> **Given text**
This is not going to work as expected with hugetlbfs pmd sharing. If you
are not familiar with hugetlbfs pmd sharing, you are not alone. :)
pmd sharing is enabled for x86 and arm64 architectures. If there are multiple
shared mappings of the same underlying hugetlbfs file or shared memory segment
that are 'suitably aligned', then the PMD pages associated with those regions
are shared by all the mappings. Suitably aligned means 'on a 1GB boundary'
and 1GB in size.
When pmds are shared, your mappings will never see a 'minor fault'. This
is because the PMD (page table entries) is shared.
--
Mike Kravetz
On Mon, Jan 11, 2021 at 5:49 PM Peter Xu <[email protected]> wrote:
>
> On Mon, Jan 11, 2021 at 04:13:41PM -0800, Mike Kravetz wrote:
> > On 1/11/21 3:08 PM, Peter Xu wrote:
> > > On Mon, Jan 11, 2021 at 02:42:48PM -0800, Mike Kravetz wrote:
> > >> On 1/7/21 11:04 AM, Axel Rasmussen wrote:
> > >>> Overview
> > >>> ========
> > >>>
> > >>> This series adds a new userfaultfd registration mode,
> > >>> UFFDIO_REGISTER_MODE_MINOR. This allows userspace to intercept "minor" faults.
> > >>> By "minor" fault, I mean the following situation:
> > >>>
> > >>> Let there exist two mappings (i.e., VMAs) to the same page(s) (shared memory).
> > >>> One of the mappings is registered with userfaultfd (in minor mode), and the
> > >>> other is not. Via the non-UFFD mapping, the underlying pages have already been
> > >>> allocated & filled with some contents. The UFFD mapping has not yet been
> > >>> faulted in; when it is touched for the first time, this results in what I'm
> > >>> calling a "minor" fault. As a concrete example, when working with hugetlbfs, we
> > >>> have huge_pte_none(), but find_lock_page() finds an existing page.
> > >>>
> > >>> We also add a new ioctl to resolve such faults: UFFDIO_CONTINUE. The idea is,
> > >>> userspace resolves the fault by either a) doing nothing if the contents are
> > >>> already correct, or b) updating the underlying contents using the second,
> > >>> non-UFFD mapping (via memcpy/memset or similar, or something fancier like RDMA,
> > >>> or etc...). In either case, userspace issues UFFDIO_CONTINUE to tell the kernel
> > >>> "I have ensured the page contents are correct, carry on setting up the mapping".
> > >>>
> > >>
> > >> One quick thought.

> **Problem to work on**
Set down the passage of the hugetlbfs mailing-list text that starts with "This is not" and goes on through "entries) is shared.", keeping every word unchanged.

> **Information shown**

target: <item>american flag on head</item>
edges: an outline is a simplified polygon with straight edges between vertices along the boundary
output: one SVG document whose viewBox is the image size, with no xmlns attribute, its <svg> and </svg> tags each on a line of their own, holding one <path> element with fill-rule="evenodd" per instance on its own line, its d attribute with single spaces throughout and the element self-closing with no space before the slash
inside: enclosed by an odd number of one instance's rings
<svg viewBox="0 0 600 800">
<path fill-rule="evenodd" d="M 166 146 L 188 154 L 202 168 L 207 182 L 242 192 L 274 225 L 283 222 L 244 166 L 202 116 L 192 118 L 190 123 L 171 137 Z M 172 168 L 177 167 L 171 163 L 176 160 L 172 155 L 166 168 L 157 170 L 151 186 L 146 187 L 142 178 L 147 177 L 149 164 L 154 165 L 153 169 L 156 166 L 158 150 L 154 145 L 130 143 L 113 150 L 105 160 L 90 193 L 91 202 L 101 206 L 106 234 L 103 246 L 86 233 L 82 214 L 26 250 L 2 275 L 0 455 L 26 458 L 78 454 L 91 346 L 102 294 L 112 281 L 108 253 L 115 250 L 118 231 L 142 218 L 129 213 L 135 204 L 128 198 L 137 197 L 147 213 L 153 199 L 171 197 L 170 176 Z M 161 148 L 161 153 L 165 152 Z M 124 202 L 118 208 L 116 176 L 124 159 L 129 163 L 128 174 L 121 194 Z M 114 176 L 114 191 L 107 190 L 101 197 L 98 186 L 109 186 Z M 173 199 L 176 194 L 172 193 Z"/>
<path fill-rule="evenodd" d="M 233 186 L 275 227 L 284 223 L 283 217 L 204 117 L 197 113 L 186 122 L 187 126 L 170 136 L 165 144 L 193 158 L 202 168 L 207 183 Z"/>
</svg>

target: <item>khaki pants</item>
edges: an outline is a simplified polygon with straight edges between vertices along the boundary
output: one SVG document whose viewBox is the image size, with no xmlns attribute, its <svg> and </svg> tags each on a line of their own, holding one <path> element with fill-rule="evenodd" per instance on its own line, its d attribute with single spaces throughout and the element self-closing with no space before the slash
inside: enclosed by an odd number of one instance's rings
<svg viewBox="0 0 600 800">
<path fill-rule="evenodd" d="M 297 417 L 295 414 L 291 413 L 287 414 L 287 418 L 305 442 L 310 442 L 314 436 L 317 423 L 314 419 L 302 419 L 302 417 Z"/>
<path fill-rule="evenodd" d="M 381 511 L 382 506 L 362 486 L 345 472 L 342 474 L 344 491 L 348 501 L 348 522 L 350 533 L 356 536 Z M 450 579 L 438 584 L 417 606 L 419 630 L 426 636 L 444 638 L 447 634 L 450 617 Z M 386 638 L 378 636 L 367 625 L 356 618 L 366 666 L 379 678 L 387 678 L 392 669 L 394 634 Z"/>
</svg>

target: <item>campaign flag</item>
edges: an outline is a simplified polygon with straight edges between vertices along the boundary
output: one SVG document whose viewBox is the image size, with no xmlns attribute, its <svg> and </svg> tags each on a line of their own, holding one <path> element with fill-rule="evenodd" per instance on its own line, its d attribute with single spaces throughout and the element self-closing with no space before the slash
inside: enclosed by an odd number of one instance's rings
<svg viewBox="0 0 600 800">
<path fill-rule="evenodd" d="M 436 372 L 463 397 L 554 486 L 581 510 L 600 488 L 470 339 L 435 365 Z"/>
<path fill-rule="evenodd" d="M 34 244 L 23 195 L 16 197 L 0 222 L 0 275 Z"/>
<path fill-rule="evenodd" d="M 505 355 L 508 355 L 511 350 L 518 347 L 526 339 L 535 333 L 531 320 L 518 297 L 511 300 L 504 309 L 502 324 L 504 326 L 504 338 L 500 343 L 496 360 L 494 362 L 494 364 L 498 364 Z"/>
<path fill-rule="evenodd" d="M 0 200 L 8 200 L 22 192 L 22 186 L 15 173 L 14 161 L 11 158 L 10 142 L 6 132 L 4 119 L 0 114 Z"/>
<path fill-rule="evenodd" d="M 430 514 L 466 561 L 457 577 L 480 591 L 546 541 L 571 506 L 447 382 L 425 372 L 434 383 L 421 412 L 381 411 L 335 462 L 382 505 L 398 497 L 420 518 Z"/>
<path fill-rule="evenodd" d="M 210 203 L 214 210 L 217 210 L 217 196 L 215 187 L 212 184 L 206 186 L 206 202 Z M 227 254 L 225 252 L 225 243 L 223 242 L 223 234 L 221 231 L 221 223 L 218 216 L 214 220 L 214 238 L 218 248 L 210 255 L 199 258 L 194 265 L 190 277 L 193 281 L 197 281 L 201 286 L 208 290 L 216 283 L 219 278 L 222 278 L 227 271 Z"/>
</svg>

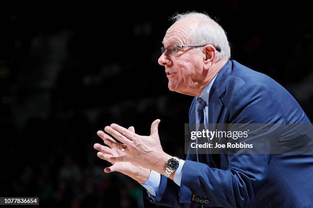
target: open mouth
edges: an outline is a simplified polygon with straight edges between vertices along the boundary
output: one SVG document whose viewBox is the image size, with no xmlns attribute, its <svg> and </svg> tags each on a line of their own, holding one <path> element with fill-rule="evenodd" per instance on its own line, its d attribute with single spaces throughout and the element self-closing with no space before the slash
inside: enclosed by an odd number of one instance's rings
<svg viewBox="0 0 313 208">
<path fill-rule="evenodd" d="M 171 75 L 171 74 L 173 74 L 175 73 L 173 73 L 173 72 L 170 72 L 169 71 L 166 71 L 166 75 Z"/>
</svg>

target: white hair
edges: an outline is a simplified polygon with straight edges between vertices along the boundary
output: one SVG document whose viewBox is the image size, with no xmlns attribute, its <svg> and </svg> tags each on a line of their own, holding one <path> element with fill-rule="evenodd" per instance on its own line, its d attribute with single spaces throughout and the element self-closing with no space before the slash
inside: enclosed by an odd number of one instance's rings
<svg viewBox="0 0 313 208">
<path fill-rule="evenodd" d="M 220 49 L 220 52 L 217 53 L 218 58 L 230 59 L 230 47 L 225 31 L 207 14 L 195 12 L 176 14 L 170 19 L 174 21 L 174 23 L 178 20 L 190 17 L 196 17 L 200 20 L 199 24 L 192 35 L 191 43 L 211 44 Z"/>
</svg>

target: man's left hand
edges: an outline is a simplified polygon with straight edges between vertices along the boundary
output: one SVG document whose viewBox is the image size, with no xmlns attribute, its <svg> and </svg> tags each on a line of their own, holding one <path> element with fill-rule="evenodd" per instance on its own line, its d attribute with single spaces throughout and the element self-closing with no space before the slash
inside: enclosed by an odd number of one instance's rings
<svg viewBox="0 0 313 208">
<path fill-rule="evenodd" d="M 114 162 L 130 162 L 164 174 L 166 161 L 172 157 L 163 151 L 161 145 L 158 129 L 160 121 L 156 119 L 152 122 L 149 136 L 139 135 L 115 123 L 105 126 L 104 131 L 124 145 L 108 140 L 105 141 L 106 143 L 118 149 L 122 149 L 126 145 L 126 155 L 111 157 L 109 160 Z"/>
</svg>

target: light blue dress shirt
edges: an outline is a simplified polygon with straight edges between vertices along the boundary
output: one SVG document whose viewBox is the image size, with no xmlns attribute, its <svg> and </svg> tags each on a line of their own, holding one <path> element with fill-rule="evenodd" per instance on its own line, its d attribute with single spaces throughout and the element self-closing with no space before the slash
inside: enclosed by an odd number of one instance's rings
<svg viewBox="0 0 313 208">
<path fill-rule="evenodd" d="M 211 90 L 212 86 L 213 85 L 217 74 L 217 74 L 215 76 L 214 76 L 212 81 L 206 86 L 200 94 L 200 97 L 201 97 L 206 102 L 206 106 L 204 109 L 204 123 L 208 123 L 208 111 L 209 108 L 208 100 L 209 100 L 210 91 Z M 197 97 L 197 98 L 198 98 Z M 182 176 L 183 175 L 183 171 L 182 171 L 182 170 L 183 169 L 183 167 L 184 166 L 184 164 L 185 161 L 181 159 L 180 160 L 180 165 L 178 167 L 177 170 L 176 170 L 176 172 L 174 175 L 174 182 L 175 182 L 175 183 L 180 187 L 181 186 Z M 155 197 L 156 195 L 155 193 L 159 191 L 159 186 L 160 186 L 160 181 L 161 175 L 160 173 L 151 170 L 150 172 L 150 175 L 149 176 L 149 178 L 148 178 L 148 180 L 147 180 L 145 184 L 142 184 L 142 186 L 145 187 L 145 188 L 148 191 L 148 194 L 150 197 L 152 198 Z"/>
</svg>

> **Finished answer**
This is not going to work as expected with hugetlbfs pmd sharing. If you
are not familiar with hugetlbfs pmd sharing, you are not alone. :)
pmd sharing is enabled for x86 and arm64 architectures. If there are multiple
shared mappings of the same underlying hugetlbfs file or shared memory segment
that are 'suitably aligned', then the PMD pages associated with those regions
are shared by all the mappings. Suitably aligned means 'on a 1GB boundary'
and 1GB in size.
When pmds are shared, your mappings will never see a 'minor fault'. This
is because the PMD (page table entries) is shared.